**Task statement:** The full listing, returned exactly and free of pictures, is the expected answer.

**Records to use:**

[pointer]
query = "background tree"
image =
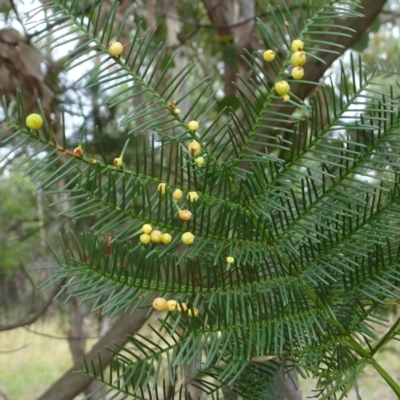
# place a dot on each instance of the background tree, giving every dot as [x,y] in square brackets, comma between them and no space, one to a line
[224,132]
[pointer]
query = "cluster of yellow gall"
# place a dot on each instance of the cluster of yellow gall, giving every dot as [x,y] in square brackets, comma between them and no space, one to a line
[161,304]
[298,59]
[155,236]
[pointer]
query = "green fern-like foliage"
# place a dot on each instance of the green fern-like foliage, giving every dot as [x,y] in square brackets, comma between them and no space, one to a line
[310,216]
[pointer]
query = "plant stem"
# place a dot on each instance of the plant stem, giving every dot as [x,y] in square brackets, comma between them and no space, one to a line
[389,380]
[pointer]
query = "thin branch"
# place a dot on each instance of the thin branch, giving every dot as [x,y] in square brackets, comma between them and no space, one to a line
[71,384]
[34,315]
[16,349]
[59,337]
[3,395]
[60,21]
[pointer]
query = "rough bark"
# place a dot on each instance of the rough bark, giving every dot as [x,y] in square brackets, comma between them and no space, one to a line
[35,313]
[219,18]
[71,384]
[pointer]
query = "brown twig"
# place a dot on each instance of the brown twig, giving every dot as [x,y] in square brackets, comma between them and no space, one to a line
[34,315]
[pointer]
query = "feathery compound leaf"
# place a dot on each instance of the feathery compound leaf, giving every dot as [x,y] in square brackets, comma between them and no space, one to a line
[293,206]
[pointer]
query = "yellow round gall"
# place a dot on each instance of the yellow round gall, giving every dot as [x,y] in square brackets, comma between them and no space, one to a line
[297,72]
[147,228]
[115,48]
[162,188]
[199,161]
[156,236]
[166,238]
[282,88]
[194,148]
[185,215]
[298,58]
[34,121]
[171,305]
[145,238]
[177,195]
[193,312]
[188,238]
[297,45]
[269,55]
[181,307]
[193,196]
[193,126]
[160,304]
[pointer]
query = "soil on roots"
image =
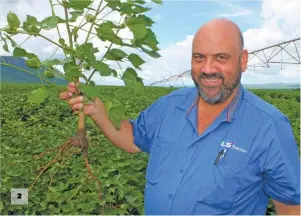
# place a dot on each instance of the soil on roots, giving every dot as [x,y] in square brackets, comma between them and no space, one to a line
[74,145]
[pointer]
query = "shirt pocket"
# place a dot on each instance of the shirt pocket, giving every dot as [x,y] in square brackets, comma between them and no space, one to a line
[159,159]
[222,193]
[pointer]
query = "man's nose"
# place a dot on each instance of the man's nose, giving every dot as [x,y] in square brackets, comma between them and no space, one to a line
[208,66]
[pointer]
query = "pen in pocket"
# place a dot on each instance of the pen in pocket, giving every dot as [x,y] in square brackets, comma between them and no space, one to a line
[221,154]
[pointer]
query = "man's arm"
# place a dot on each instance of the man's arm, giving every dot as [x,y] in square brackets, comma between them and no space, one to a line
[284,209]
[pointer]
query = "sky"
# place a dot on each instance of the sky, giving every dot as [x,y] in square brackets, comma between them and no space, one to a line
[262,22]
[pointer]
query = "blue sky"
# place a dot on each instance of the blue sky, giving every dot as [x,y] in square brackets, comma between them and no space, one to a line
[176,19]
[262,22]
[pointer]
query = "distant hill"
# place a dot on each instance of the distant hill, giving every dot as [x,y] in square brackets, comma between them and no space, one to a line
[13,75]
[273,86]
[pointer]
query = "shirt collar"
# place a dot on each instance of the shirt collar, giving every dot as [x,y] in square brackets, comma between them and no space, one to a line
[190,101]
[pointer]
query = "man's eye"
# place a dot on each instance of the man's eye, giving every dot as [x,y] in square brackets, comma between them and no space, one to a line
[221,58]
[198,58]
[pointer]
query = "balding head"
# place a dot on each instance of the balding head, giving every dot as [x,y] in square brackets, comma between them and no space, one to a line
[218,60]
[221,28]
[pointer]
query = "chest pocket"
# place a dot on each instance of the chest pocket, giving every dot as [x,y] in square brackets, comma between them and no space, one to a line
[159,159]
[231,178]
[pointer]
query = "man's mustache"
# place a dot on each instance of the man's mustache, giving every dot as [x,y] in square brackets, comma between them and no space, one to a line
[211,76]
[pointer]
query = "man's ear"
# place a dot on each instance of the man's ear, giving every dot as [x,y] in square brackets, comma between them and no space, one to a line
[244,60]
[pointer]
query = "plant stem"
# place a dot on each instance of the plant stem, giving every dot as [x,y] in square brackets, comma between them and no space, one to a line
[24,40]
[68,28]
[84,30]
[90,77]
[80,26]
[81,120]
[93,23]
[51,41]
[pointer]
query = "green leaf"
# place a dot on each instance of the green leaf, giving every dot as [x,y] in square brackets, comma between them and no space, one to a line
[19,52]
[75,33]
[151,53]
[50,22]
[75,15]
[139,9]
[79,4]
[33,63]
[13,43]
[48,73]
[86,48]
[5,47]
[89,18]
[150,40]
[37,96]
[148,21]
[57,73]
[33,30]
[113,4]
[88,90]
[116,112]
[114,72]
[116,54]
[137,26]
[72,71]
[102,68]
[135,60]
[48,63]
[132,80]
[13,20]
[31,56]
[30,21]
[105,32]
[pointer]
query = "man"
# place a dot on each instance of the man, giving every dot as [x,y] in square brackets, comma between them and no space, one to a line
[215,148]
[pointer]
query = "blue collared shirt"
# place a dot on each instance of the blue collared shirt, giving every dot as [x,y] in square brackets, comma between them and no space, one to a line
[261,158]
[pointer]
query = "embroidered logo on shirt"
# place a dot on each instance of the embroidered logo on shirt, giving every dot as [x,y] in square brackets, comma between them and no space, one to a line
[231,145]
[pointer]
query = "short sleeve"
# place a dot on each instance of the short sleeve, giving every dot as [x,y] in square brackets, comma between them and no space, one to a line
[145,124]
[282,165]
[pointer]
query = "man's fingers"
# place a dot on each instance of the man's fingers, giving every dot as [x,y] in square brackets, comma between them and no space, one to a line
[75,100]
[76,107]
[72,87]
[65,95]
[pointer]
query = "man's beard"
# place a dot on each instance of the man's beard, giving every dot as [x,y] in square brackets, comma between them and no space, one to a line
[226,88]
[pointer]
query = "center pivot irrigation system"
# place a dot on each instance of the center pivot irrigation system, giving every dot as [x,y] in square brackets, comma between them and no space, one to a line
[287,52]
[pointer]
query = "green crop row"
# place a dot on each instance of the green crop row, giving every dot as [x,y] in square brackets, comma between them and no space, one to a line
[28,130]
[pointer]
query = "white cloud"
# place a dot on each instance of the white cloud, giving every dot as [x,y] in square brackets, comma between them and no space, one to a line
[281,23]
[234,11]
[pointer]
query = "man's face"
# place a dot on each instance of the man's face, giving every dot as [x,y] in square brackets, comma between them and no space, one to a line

**Exercise response:**
[pointer]
query = "background tree"
image =
# place a dot on each instance of the background tree, giving every dot as [x,y] in square brackets, comma between them and no space, one to a line
[224,132]
[pointer]
query = "cluster of yellow gall"
# place a dot on each instance of the cluster of yellow gall, giving every dot as [x,y] in square brackets, comma between them and no space, one to a line
[161,304]
[298,59]
[155,236]
[pointer]
query = "green fern-like foliage"
# place a dot on each instance of the green fern-like foliage, giving every dot as [x,y] in square brackets, comma between them and no space, one to a line
[310,216]
[pointer]
query = "plant stem"
# place a dot on each instance of the plant stem, giving every dot as [x,y] in square brackets, comma between them and no space, one to a line
[389,380]
[pointer]
query = "thin branch"
# place a dot on each instance of the thin branch, giving every dot as [x,y] in square brackets, comma between them and no space, one to a line
[71,384]
[34,315]
[16,349]
[59,337]
[3,395]
[60,21]
[pointer]
query = "rough bark"
# place a dot on each instance of the rough bark, giving every dot as [x,y] in square brackets, comma between them and no space, one to a line
[35,313]
[219,18]
[71,384]
[pointer]
query = "brown twig"
# place a dot on each instance of the brown twig, giving every dot as [x,y] in square brackets, comma between them and no space, one to a line
[34,315]
[pointer]
query = "feathery compound leaf"
# place a dot on each instance of the feathery compound leaf, giving every dot as [x,y] in square brackets, comma between them and no space, one to a line
[293,206]
[pointer]
query = "yellow round gall"
# place a dot on each instance of the yellow round gall, giving every dot as [x,y] in square brackets, comma between them and no space, one to a line
[297,72]
[147,228]
[115,48]
[162,188]
[199,161]
[156,236]
[166,238]
[282,88]
[194,148]
[185,215]
[298,58]
[34,121]
[171,305]
[145,238]
[177,195]
[193,312]
[188,238]
[297,45]
[269,55]
[181,307]
[193,196]
[193,126]
[160,304]
[pointer]
query = "soil on roots"
image =
# place a dot on each instance of the soil on roots, giving every dot as [x,y] in square brackets, comma between them and no space, one to a line
[74,145]
[pointer]
query = "shirt pocket"
# place a dot on each instance of the shirt pocket, giving every dot as [x,y] in square brackets, comma between them and no space, one to a line
[159,159]
[222,193]
[pointer]
query = "man's nose"
# place a dot on each instance of the man's nose, giving every dot as [x,y] in square brackets, comma between them and no space, one to a line
[208,66]
[pointer]
query = "pen in pocket"
# place a dot on each instance of the pen in pocket, giving every dot as [x,y] in square brackets, comma between them and no space, one to a line
[221,154]
[pointer]
query = "man's arm"
# place a dot on each instance of the man's arm, giving every dot as [x,y] in square brackets, comma between them and no space, one to a line
[284,209]
[pointer]
query = "sky"
# place a dot on each instance of the sky, giving every dot as [x,y] in square brackets, comma between them and no space, one to a line
[262,22]
[pointer]
query = "blue sky"
# place a dot on each instance of the blue sky, giving every dot as [x,y] in square brackets, comma between them and no space, one to a line
[176,19]
[262,22]
[pointer]
query = "distant hill"
# place a dot on each instance of the distant hill, giving every dot as [x,y] in square brackets, comma between them and no space, one to a line
[13,75]
[273,86]
[pointer]
query = "shirt collar"
# place a dot on each instance of the shirt collar, giving every dot as [x,y] in square brackets, comma between them and no space, one to a line
[190,101]
[pointer]
query = "man's eye"
# place a dot on each instance of the man's eye, giving every dot as [x,y] in square brackets, comma between them and no space, one to a line
[221,58]
[198,58]
[pointer]
query = "balding head"
# place a dot on each instance of the balding head, giving every dot as [x,y] in square brackets, comma between them and no space, one to a line
[218,60]
[221,28]
[pointer]
query = "chest pocket"
# place a dot on each instance of the chest pocket, giving every dot as [x,y] in square brackets, comma between them and no space, one to a line
[159,159]
[231,178]
[pointer]
query = "man's mustache"
# place a dot on each instance of the man's mustache, giving every dot as [x,y] in square brackets, comma between them and no space, one to a line
[211,76]
[pointer]
query = "man's ear"
# place a dot on each instance of the man's ear, giving every dot as [x,y] in square brackets, comma between them and no space, one to a line
[244,60]
[pointer]
query = "plant stem"
# place a dot on each instance of the plant stem, giving every dot as [x,y] in square brackets, comma between them and no space, one to a line
[24,40]
[68,28]
[84,30]
[90,77]
[80,26]
[81,120]
[93,23]
[51,41]
[pointer]
query = "green leaf"
# place a dot on each instance of the green leaf, giving every dot as [x,y] in square brackets, comma between them and no space, one to a line
[19,52]
[75,33]
[151,53]
[50,22]
[75,15]
[139,9]
[79,4]
[33,63]
[13,43]
[48,73]
[86,48]
[5,47]
[89,18]
[150,40]
[37,96]
[148,21]
[57,73]
[33,30]
[113,4]
[88,90]
[116,112]
[114,72]
[116,54]
[137,26]
[72,71]
[102,68]
[135,60]
[48,63]
[132,80]
[13,20]
[31,56]
[30,21]
[105,32]
[pointer]
query = "man"
# place a dot on each instance of the man, giving every dot as [x,y] in square brackets, comma between them and no space, one to a line
[215,148]
[pointer]
query = "blue collared shirt"
# place a dot on each instance of the blue collared shirt, giving every dot as [x,y] in square brackets, comma between them and no space, one to a line
[261,158]
[pointer]
query = "embroidered logo on shirt"
# place a dot on each instance of the embroidered logo on shirt, giving every dot as [x,y] in square brackets, comma between them and no space, one to a line
[231,145]
[pointer]
query = "short sleeve"
# place a dot on each instance of the short sleeve, giving every dot as [x,y] in square brackets, comma between them and no space, one to a line
[145,124]
[282,165]
[pointer]
query = "man's fingers"
# place a dot on each instance of the man's fingers, giving every dot as [x,y] in square brackets, comma between them and no space, one to a line
[75,100]
[76,107]
[72,87]
[65,95]
[pointer]
query = "man's beard"
# place a dot on each instance of the man's beard, giving every dot as [x,y] in square brackets, comma between them and no space, one to a line
[226,88]
[pointer]
query = "center pivot irrigation system"
# place a dot on each instance of the center pivot irrigation system, giving every dot as [x,y] in square brackets, comma between them and no space, one to a line
[287,52]
[pointer]
query = "green crop row"
# place a dot on each instance of the green crop row, giving every dot as [x,y] in square brackets, comma between them and no space, one to a line
[28,130]
[pointer]
query = "white cloud"
# place a dot on each instance of the white cloud, giving every dot as [x,y] in square brackets, comma between them and no space, one to a line
[281,23]
[234,11]
[pointer]
query = "man's face"
# place a dot on each instance of the man's face, giving every dot as [x,y] in square brackets, comma between them and no space, one to a line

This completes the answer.